____ Data extract

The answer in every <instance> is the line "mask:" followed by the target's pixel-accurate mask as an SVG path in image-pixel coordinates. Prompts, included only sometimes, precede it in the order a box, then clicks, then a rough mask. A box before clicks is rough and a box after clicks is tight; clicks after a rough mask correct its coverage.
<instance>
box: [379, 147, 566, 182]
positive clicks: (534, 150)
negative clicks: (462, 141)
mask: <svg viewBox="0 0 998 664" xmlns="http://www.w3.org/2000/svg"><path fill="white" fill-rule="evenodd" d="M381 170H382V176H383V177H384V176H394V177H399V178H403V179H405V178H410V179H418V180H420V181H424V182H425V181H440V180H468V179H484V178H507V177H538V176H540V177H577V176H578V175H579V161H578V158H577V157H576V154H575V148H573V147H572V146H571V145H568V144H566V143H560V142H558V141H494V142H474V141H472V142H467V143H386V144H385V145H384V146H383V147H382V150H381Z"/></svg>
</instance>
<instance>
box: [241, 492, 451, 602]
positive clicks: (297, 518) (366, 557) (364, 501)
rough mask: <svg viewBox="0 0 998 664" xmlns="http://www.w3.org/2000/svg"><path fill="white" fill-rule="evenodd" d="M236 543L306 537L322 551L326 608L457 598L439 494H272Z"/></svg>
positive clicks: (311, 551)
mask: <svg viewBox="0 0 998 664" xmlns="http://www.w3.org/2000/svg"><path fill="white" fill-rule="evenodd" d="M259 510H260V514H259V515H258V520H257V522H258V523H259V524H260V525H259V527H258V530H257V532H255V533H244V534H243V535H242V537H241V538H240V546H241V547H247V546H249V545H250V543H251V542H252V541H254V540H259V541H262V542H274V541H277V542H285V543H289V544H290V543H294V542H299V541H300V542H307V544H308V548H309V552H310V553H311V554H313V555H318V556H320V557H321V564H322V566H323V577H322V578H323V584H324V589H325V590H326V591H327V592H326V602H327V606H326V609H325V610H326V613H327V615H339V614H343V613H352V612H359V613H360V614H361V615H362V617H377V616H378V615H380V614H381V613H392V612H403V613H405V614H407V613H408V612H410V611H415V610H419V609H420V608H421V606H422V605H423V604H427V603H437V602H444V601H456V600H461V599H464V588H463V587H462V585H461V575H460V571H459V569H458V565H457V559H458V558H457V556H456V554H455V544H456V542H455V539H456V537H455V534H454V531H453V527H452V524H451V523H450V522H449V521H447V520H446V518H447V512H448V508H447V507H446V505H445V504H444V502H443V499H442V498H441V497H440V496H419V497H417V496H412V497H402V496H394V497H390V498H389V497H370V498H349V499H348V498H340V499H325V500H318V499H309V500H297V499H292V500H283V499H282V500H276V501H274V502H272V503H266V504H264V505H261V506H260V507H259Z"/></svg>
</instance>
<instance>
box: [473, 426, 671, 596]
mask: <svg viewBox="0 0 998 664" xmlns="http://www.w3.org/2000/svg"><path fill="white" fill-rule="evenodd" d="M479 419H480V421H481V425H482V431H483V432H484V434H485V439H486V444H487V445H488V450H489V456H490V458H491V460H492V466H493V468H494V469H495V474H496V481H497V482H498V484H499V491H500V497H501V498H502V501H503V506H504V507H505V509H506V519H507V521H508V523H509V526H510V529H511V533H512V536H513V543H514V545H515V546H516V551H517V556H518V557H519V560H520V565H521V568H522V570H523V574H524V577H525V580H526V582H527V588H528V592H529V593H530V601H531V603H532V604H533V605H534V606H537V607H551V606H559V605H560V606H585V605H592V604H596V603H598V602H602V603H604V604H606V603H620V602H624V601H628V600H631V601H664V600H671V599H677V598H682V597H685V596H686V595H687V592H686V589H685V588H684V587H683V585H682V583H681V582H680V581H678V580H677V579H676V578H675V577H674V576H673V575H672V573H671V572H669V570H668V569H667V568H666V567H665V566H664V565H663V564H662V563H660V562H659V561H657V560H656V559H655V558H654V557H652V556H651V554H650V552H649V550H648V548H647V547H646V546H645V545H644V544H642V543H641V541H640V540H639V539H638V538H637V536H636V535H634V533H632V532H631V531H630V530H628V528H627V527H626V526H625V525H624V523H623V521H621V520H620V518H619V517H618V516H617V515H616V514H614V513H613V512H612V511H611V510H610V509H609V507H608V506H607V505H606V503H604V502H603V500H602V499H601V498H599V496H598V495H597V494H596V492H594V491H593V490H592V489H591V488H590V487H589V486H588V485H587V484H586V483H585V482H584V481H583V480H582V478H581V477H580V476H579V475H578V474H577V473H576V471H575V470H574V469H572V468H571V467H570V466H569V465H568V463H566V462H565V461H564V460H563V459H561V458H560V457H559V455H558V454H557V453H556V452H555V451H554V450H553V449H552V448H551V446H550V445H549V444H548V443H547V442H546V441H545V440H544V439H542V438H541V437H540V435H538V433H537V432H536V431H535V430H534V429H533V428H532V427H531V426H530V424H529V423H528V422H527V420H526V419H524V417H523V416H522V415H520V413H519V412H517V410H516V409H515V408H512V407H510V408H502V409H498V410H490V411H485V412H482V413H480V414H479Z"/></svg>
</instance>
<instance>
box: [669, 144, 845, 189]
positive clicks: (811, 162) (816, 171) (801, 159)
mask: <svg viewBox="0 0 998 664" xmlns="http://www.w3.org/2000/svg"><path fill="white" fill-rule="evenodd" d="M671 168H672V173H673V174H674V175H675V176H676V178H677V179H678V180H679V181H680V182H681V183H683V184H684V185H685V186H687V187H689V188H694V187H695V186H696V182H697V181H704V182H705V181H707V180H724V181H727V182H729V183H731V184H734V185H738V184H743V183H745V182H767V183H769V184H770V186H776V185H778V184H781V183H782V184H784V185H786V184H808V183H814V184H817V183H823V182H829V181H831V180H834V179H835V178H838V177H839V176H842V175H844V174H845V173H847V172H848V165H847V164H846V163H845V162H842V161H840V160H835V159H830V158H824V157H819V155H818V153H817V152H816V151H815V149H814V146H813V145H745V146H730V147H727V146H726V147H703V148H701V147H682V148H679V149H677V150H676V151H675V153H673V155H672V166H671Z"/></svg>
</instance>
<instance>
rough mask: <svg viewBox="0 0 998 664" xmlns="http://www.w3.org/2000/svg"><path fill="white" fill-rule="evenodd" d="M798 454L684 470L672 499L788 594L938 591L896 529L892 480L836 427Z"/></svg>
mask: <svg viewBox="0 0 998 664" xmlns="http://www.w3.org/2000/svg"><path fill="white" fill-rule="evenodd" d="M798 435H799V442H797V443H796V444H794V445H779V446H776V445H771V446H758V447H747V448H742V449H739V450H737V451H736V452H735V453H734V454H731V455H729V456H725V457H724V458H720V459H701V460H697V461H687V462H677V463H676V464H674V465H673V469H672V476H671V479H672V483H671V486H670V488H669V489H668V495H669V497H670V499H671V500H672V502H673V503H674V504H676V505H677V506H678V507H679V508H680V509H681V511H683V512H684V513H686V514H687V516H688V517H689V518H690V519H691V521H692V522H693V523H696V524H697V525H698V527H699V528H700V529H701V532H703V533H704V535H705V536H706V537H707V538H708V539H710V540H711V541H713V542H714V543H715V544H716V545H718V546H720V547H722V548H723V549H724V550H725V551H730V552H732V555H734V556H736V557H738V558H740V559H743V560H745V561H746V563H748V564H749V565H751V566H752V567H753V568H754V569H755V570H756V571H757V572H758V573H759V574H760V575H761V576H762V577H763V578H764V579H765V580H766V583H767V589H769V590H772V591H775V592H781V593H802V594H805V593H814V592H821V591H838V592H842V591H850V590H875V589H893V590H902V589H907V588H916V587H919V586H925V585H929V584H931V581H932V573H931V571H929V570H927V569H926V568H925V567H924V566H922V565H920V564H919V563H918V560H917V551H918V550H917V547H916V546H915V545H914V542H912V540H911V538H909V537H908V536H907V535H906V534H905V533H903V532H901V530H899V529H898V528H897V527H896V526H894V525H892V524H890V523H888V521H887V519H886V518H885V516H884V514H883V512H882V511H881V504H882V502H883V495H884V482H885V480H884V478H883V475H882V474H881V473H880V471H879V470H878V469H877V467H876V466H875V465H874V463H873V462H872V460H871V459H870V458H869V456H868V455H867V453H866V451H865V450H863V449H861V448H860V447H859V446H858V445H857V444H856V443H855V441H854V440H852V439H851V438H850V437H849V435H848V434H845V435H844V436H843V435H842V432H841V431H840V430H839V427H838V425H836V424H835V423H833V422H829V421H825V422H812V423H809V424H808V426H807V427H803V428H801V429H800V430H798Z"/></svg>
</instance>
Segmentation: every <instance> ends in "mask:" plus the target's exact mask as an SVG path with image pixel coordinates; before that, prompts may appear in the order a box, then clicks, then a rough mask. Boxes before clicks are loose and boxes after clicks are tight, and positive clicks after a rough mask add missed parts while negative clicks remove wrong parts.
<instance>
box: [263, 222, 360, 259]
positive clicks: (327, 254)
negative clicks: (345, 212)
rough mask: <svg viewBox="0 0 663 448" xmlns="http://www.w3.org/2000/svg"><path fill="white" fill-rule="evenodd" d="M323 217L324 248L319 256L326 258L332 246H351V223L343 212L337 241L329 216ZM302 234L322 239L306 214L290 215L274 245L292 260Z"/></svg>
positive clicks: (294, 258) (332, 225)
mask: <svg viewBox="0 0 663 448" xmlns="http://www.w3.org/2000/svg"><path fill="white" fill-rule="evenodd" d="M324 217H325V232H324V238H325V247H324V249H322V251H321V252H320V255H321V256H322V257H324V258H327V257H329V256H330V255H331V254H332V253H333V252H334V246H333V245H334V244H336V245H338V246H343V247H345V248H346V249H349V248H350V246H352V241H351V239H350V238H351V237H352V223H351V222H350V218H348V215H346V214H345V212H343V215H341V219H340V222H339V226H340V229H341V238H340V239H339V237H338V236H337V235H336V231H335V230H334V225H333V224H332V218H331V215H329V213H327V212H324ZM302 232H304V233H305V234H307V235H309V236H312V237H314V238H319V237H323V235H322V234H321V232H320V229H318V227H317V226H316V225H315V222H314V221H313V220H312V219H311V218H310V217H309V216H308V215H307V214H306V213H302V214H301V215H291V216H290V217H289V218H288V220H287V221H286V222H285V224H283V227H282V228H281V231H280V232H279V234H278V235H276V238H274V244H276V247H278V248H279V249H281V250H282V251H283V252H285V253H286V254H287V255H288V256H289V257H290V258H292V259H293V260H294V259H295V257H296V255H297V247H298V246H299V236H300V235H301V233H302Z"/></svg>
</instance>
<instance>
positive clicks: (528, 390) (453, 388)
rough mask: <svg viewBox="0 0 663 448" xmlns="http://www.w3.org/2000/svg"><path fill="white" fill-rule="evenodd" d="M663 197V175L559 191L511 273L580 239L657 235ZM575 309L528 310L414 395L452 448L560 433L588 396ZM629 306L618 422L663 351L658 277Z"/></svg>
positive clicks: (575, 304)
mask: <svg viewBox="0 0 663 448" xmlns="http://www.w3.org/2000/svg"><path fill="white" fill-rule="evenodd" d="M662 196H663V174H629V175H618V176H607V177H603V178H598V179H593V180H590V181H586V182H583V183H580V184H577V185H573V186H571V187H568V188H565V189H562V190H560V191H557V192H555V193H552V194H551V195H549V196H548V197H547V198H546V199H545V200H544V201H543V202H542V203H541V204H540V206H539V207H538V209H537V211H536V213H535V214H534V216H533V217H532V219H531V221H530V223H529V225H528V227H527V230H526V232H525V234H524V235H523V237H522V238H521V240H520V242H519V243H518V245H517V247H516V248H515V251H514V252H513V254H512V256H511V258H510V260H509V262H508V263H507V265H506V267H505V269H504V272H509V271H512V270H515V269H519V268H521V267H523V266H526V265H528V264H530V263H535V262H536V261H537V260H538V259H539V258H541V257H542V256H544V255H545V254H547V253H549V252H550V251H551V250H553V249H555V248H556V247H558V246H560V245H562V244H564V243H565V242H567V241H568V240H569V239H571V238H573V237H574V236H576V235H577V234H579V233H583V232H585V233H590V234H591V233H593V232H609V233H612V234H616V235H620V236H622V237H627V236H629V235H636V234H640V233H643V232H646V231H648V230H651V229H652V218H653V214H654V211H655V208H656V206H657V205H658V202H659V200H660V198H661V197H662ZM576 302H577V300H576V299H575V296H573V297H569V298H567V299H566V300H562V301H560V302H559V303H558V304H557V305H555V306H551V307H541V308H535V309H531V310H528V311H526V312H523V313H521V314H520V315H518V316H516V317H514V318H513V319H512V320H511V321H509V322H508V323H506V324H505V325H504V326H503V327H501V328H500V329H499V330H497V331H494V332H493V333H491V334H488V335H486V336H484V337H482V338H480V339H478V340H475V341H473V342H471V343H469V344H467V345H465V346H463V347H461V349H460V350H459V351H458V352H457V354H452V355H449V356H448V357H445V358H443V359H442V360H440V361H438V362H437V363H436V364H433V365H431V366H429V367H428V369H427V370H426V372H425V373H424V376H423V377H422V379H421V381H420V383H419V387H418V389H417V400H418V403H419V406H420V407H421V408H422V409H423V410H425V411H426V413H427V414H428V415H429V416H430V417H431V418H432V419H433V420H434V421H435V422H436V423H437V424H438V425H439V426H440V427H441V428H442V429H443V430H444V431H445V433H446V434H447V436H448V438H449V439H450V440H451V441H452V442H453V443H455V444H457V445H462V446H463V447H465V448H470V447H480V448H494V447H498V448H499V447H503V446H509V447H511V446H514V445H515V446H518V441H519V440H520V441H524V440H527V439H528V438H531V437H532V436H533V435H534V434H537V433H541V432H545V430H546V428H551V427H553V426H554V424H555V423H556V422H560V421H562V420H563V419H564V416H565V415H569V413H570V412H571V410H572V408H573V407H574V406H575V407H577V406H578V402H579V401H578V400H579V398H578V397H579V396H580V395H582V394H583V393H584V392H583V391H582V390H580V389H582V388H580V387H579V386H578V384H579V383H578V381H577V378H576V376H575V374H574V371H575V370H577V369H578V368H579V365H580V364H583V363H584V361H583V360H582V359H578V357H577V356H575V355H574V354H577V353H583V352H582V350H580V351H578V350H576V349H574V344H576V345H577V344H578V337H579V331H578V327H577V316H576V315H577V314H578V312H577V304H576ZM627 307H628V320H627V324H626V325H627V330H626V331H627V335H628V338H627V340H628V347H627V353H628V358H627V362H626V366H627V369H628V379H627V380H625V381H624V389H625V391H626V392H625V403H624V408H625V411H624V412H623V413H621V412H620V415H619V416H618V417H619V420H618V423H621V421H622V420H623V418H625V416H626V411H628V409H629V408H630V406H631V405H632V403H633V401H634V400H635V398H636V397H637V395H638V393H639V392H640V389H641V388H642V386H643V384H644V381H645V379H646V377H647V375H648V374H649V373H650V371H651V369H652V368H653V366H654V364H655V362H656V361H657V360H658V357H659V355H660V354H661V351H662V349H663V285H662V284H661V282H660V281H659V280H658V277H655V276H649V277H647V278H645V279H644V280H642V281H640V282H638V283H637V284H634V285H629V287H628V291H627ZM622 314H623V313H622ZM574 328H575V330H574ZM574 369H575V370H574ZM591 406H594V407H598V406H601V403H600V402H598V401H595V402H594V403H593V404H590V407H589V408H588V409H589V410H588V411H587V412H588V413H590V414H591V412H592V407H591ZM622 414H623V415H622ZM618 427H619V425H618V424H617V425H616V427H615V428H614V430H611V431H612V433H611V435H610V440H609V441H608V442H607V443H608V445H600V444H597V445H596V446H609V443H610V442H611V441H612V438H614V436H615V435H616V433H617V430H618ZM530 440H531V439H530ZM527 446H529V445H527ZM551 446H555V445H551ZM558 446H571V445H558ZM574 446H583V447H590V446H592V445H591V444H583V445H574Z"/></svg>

________

**Task details**
Copy out each line of the records where the word "then" appears.

**Response to the task**
The answer in every <instance> is the line "mask:" followed by the target's pixel-accurate mask as an SVG path in image-pixel coordinates. Prompts, included only sometimes, precede it in the order a box, then clicks, then a rough mask. A box before clicks is rough and a box after clicks is tight; clicks after a rough mask correct its coverage.
Segmentation: every <instance> ends in "mask:" plus the target's exact mask as an SVG path with image pixel coordinates; before that, prompts may appear in the order a box, then clicks, then a rough mask. Boxes before clicks are loose and boxes after clicks are tight, and positive clicks after a rough mask add missed parts while negative clicks remove wrong parts.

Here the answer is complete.